Stated problem -> Return the records exactly as they are.

Point labeling dataset excerpts:
....

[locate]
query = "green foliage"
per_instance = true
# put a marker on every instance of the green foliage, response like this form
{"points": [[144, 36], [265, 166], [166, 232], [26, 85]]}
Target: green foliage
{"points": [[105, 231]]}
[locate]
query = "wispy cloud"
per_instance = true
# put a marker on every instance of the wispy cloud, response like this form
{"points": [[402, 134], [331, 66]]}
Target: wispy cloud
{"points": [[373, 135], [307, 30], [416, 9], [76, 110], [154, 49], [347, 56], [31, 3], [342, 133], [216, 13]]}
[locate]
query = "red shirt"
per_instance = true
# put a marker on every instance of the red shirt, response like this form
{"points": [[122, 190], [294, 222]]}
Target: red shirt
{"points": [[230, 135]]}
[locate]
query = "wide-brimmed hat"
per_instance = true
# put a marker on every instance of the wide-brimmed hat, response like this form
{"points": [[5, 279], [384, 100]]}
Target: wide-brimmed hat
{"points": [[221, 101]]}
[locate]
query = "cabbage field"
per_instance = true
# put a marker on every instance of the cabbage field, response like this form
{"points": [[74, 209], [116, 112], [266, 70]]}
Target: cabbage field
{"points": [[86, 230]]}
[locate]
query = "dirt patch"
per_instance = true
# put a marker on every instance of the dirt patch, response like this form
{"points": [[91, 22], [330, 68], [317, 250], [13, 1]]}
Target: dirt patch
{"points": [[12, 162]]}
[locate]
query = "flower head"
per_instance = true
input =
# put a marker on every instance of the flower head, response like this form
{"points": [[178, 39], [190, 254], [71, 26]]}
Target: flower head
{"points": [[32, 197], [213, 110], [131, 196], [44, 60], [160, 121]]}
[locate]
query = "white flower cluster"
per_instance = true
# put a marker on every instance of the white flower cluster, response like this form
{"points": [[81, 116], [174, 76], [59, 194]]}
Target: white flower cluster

....

Expected answer ->
[locate]
query = "green foliage"
per_instance = true
# put a marker on every instance of the green foliage, response like this form
{"points": [[144, 36], [265, 166], [166, 232], [26, 85]]}
Target: green foliage
{"points": [[105, 231]]}
[locate]
query = "wispy cloud"
per_instance = true
# put a marker on every instance of the wispy cloud, response like this form
{"points": [[402, 134], [331, 66]]}
Target: wispy cloud
{"points": [[373, 135], [307, 30], [416, 9], [76, 110], [154, 49], [347, 56], [31, 3], [342, 133], [216, 13]]}
[locate]
query = "red shirt"
per_instance = true
# put a marker on every instance of the red shirt, response like this form
{"points": [[122, 190], [294, 222]]}
Target: red shirt
{"points": [[230, 135]]}
[locate]
query = "wide-brimmed hat"
per_instance = true
# put a marker on every instance of the wide-brimmed hat, response like this form
{"points": [[5, 279], [384, 100]]}
Target: wide-brimmed hat
{"points": [[221, 101]]}
[locate]
query = "cabbage field"
per_instance = true
# put a marker on every instance of the cabbage field, response like this form
{"points": [[74, 209], [116, 112], [266, 70]]}
Target: cabbage field
{"points": [[86, 230]]}
[locate]
query = "dirt patch"
per_instance = true
# put a marker on every instance of the dirt patch, response like this form
{"points": [[91, 22], [330, 68], [317, 250], [13, 1]]}
Target: dirt patch
{"points": [[12, 162]]}
[locate]
query = "flower head"
per_instance = true
input =
# put a marker on every instance of the flower head, response like this form
{"points": [[178, 39], [190, 254], [71, 26]]}
Target: flower head
{"points": [[32, 197], [213, 110], [131, 196], [44, 60], [160, 121]]}
[locate]
query = "white flower cluster"
per_instance = true
# put a marker on every instance of the white flower cluster, response like this form
{"points": [[81, 116], [174, 76], [59, 194]]}
Target: white flower cluster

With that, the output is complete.